_What you will do_:
Every record, from the first to the last, is to be printed again exactly.

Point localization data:
============

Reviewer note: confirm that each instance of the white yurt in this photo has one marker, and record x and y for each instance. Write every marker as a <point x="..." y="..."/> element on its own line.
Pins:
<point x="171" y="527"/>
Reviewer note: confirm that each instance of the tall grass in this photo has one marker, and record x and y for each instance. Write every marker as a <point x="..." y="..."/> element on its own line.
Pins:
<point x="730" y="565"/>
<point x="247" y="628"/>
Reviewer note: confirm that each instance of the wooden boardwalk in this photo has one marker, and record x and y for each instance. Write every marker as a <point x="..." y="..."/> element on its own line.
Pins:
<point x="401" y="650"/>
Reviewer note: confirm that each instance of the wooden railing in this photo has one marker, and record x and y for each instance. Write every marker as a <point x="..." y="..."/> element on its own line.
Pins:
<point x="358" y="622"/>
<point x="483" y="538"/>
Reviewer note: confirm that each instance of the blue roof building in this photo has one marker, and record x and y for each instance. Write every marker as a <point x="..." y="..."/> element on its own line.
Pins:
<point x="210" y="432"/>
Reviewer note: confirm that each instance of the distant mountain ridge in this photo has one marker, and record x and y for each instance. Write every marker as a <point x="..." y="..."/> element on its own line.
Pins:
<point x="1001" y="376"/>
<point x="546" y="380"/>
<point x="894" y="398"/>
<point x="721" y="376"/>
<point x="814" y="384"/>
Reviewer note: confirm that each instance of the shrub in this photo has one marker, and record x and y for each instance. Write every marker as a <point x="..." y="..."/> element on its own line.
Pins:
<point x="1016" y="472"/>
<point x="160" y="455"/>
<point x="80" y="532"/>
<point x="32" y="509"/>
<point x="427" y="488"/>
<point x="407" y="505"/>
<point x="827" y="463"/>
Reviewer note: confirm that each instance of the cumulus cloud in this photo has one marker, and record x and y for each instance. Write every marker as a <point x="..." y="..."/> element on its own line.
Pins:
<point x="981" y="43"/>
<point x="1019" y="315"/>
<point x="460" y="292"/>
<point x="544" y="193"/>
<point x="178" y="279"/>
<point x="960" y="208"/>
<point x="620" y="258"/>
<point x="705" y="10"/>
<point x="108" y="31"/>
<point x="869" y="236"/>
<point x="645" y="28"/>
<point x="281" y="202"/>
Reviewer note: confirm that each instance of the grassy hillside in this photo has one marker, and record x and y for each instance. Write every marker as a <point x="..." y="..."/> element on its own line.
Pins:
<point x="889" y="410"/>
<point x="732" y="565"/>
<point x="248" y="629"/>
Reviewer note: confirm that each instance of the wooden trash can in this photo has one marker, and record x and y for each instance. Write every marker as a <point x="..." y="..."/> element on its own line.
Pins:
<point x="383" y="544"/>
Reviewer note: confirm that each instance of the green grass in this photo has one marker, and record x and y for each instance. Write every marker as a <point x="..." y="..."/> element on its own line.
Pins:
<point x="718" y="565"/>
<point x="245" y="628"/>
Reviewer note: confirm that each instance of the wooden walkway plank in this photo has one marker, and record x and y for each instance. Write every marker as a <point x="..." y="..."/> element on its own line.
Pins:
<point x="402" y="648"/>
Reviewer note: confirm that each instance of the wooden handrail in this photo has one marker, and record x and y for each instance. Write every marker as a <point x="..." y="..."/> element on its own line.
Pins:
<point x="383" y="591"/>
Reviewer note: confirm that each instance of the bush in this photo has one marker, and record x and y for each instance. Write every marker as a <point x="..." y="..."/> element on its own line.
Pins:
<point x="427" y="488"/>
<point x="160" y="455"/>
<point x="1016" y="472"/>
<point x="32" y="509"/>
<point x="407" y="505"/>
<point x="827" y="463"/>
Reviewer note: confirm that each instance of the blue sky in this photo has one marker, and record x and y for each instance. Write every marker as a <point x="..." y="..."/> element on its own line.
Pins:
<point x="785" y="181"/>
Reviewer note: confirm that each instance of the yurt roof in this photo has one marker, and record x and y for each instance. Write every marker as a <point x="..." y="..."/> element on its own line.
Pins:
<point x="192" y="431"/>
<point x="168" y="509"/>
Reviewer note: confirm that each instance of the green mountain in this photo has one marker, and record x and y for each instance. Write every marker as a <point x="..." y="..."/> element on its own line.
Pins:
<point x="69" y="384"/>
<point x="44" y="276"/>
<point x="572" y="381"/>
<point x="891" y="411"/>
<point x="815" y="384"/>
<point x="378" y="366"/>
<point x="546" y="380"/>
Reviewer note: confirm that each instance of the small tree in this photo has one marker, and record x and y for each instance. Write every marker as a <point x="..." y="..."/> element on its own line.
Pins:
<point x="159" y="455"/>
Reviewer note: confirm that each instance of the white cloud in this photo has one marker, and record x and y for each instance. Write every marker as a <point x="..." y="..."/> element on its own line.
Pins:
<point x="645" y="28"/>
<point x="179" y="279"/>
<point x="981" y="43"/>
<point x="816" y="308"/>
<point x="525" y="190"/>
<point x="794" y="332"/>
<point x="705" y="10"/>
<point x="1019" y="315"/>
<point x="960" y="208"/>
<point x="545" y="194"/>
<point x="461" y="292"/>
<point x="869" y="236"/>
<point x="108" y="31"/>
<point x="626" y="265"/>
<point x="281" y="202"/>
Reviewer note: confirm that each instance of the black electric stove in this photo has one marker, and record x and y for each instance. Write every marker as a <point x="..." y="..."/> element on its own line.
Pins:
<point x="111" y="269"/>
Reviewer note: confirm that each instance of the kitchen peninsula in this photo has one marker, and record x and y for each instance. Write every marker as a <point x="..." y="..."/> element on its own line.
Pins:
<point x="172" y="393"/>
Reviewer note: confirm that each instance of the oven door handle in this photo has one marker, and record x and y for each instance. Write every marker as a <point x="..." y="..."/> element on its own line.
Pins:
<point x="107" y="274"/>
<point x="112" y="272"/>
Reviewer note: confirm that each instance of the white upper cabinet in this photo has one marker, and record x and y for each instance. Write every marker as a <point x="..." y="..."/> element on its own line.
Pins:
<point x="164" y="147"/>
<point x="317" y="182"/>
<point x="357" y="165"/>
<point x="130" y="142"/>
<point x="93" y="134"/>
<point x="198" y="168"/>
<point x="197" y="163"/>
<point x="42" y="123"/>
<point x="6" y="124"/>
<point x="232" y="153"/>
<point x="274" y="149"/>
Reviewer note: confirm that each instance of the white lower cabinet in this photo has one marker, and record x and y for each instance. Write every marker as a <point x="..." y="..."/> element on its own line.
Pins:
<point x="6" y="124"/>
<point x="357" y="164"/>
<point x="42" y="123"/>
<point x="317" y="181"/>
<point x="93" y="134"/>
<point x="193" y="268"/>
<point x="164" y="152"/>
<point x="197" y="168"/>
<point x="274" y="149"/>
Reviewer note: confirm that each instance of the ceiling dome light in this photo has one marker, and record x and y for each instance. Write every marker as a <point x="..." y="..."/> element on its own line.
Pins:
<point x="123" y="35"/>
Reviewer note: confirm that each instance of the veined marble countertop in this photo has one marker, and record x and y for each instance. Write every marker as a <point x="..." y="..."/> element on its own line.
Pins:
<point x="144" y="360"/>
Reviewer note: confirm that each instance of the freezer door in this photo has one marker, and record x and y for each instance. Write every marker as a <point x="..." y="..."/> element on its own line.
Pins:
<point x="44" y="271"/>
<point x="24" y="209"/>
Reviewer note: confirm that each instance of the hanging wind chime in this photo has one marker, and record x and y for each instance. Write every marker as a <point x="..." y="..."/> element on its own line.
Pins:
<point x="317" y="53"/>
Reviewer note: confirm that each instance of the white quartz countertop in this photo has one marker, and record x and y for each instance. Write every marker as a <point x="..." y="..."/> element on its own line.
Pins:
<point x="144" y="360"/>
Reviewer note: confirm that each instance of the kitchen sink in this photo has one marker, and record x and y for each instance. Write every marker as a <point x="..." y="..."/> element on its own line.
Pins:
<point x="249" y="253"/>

============

_Answer section_:
Reviewer note: confirm that each instance of the white yurt in this photo has one marker, and record x and y for each instance. Write every marker as a <point x="..." y="..."/> element on its own line.
Pins:
<point x="171" y="527"/>
Reviewer note: confirm that each instance of the tall grass in this photo has one marker, and record x and y for each instance. Write every marker as a <point x="..." y="..."/> element on its own line.
Pins:
<point x="730" y="565"/>
<point x="247" y="628"/>
Reviewer note: confirm that each instance of the wooden boardwalk in this photo has one marker, and record x and y for each instance. Write every marker as a <point x="..." y="..."/> element on its own line.
Pins:
<point x="401" y="650"/>
Reviewer note: confirm that each instance of the wooden railing in this photo has one marker, and record x and y for each instance. Write every marker as a <point x="..." y="..."/> element on its own line.
Pins:
<point x="358" y="622"/>
<point x="483" y="538"/>
Reviewer note: confirm that each instance of the blue roof building in this photo has one marker, and record x and y for each instance. Write every marker as a <point x="..." y="..."/> element on its own line.
Pins:
<point x="210" y="432"/>
Reviewer note: confirm that each instance of the distant mountain ridge in this photo has one marker, and record x and y for each instance. Write every marker as a <point x="..." y="..."/> element on its own line.
Pins:
<point x="1001" y="376"/>
<point x="546" y="380"/>
<point x="894" y="398"/>
<point x="721" y="376"/>
<point x="814" y="384"/>
Reviewer note: confirm that each instance of the shrub in this photo has one marker, and record x and y for each instance. Write every marker as a <point x="..." y="..."/> element on its own line.
Pins:
<point x="1016" y="472"/>
<point x="160" y="455"/>
<point x="80" y="532"/>
<point x="32" y="509"/>
<point x="427" y="488"/>
<point x="407" y="505"/>
<point x="827" y="463"/>
Reviewer note: confirm that each instance of the cumulus cloud in this photo has one marker, and record x and y for each instance. Write every marker as a <point x="..." y="..."/> element on its own line.
Pins:
<point x="981" y="43"/>
<point x="1019" y="315"/>
<point x="460" y="292"/>
<point x="544" y="193"/>
<point x="178" y="279"/>
<point x="960" y="208"/>
<point x="620" y="258"/>
<point x="705" y="10"/>
<point x="108" y="31"/>
<point x="869" y="236"/>
<point x="645" y="28"/>
<point x="281" y="202"/>
Reviewer note: confirm that each instance of the grassy hillside in this photo has one marker, and record x and y for each instance. Write every marker as a <point x="..." y="..."/> element on its own line.
Pins:
<point x="889" y="410"/>
<point x="732" y="565"/>
<point x="248" y="629"/>
Reviewer note: confirm that each instance of the wooden trash can in this photo has one marker, and record x and y for each instance. Write every marker as a <point x="..." y="..."/> element on its own line.
Pins:
<point x="383" y="544"/>
Reviewer note: confirm that each instance of the green grass in this photo has one marker, and record x and y for each instance. Write every marker as a <point x="..." y="..."/> element on its own line.
Pins:
<point x="718" y="565"/>
<point x="245" y="628"/>
Reviewer note: confirm that each instance of the wooden walkway plank in this photo has one marker, and record x and y for each instance. Write every marker as a <point x="..." y="..."/> element on its own line.
Pins:
<point x="402" y="648"/>
Reviewer note: confirm that each instance of the wooden handrail in this photo has one marker, and record x and y for each instance. Write every marker as a <point x="..." y="..."/> element on its own line.
Pins:
<point x="383" y="591"/>
Reviewer note: confirm that each instance of the bush in this photo has one marker, and record x and y for each instance. Write every marker as a <point x="..." y="..."/> element on its own line.
Pins:
<point x="427" y="488"/>
<point x="160" y="455"/>
<point x="1016" y="472"/>
<point x="32" y="509"/>
<point x="407" y="505"/>
<point x="827" y="463"/>
Reviewer note: confirm that each instance of the blue sky in this photo has one marker, and record x and y for each instance. Write every marker as a <point x="..." y="..."/> element on its own line.
Pins:
<point x="785" y="181"/>
Reviewer note: confirm that each instance of the yurt roof in this photo has one marker, and record x and y for each instance. Write every marker as a <point x="..." y="..."/> element on its own line.
Pins:
<point x="192" y="431"/>
<point x="168" y="509"/>
Reviewer note: confirm that each instance of the green mountain in this photo has one marker, and record x and y for each instance. Write every marker as a <point x="..." y="..."/> element on its own line.
Pins:
<point x="69" y="384"/>
<point x="44" y="276"/>
<point x="572" y="381"/>
<point x="891" y="411"/>
<point x="815" y="384"/>
<point x="378" y="366"/>
<point x="546" y="380"/>
Reviewer note: confirm that each instance of the small tree in this photo has one marker, and record x and y for each instance. Write every marker as a <point x="..." y="..."/> element on its own line.
Pins:
<point x="159" y="455"/>
Reviewer note: confirm that each instance of the white cloud in this photo has one marker, and record x and y for each instance. Write every marker as a <point x="..." y="..."/> element on its own line.
Pins:
<point x="645" y="28"/>
<point x="179" y="279"/>
<point x="981" y="43"/>
<point x="816" y="308"/>
<point x="525" y="190"/>
<point x="794" y="332"/>
<point x="705" y="10"/>
<point x="1019" y="315"/>
<point x="960" y="208"/>
<point x="545" y="194"/>
<point x="461" y="292"/>
<point x="869" y="236"/>
<point x="108" y="31"/>
<point x="626" y="265"/>
<point x="281" y="202"/>
Reviewer note: confirm that each instance of the black electric stove in this photo has one marker, and record x and y for each instance. Write every marker as a <point x="..." y="..."/> element on its own line.
Pins:
<point x="111" y="269"/>
Reviewer note: confirm that each instance of the kitchen peninsula in this photo has one marker, and record x and y for each instance. Write every marker as a <point x="..." y="..."/> element on its own line.
Pins:
<point x="172" y="393"/>
Reviewer note: confirm that each instance of the oven door handle in this photo has one marker, and record x and y for each instance. Write every marker as a <point x="..." y="..."/> element on its own line.
Pins:
<point x="107" y="274"/>
<point x="112" y="272"/>
Reviewer note: confirm that each instance of the white upper cabinet in this photo has one marker, and record x and y for each instance. Write every marker as a <point x="..." y="..."/> element on its own line.
Pins:
<point x="164" y="147"/>
<point x="317" y="182"/>
<point x="357" y="165"/>
<point x="130" y="142"/>
<point x="93" y="134"/>
<point x="198" y="168"/>
<point x="197" y="163"/>
<point x="42" y="123"/>
<point x="6" y="124"/>
<point x="232" y="153"/>
<point x="274" y="149"/>
Reviewer note: confirm that each instance of the white lower cabinet in this photo has one marker, and record x and y for each instance. Write every marker as a <point x="..." y="..."/> element on its own line.
Pins:
<point x="6" y="124"/>
<point x="357" y="164"/>
<point x="42" y="123"/>
<point x="317" y="181"/>
<point x="93" y="134"/>
<point x="193" y="268"/>
<point x="164" y="152"/>
<point x="197" y="168"/>
<point x="274" y="149"/>
Reviewer note: confirm that each instance of the ceiling dome light in this photo has one marker, and record x and y for each instance. Write every marker as a <point x="..." y="..."/> element on its own line.
Pins:
<point x="123" y="35"/>
Reviewer note: confirm that each instance of the veined marble countertop in this photo has one marker, and record x and y for each instance. Write every marker as a <point x="..." y="..."/> element on its own line.
Pins:
<point x="144" y="360"/>
Reviewer note: confirm that each instance of the freezer door in this photo has one marker, and record x and y for each instance. Write every marker as a <point x="..." y="..."/> element on its own line.
Pins:
<point x="44" y="271"/>
<point x="24" y="209"/>
Reviewer note: confirm that each instance of the hanging wind chime in this photo has one marker, and record x and y for each instance. Write every marker as a <point x="..." y="..."/> element on its own line.
Pins:
<point x="317" y="53"/>
Reviewer note: confirm that each instance of the white quartz countertop in this photo has one marker, and record x and y for each instance. Write every marker as a <point x="..." y="..."/> element on its own line.
Pins:
<point x="144" y="360"/>
Reviewer note: confirm that each instance of the kitchen sink in this photo has one marker, and record x and y for each instance. Write every marker as a <point x="..." y="..."/> element on its own line.
Pins:
<point x="249" y="253"/>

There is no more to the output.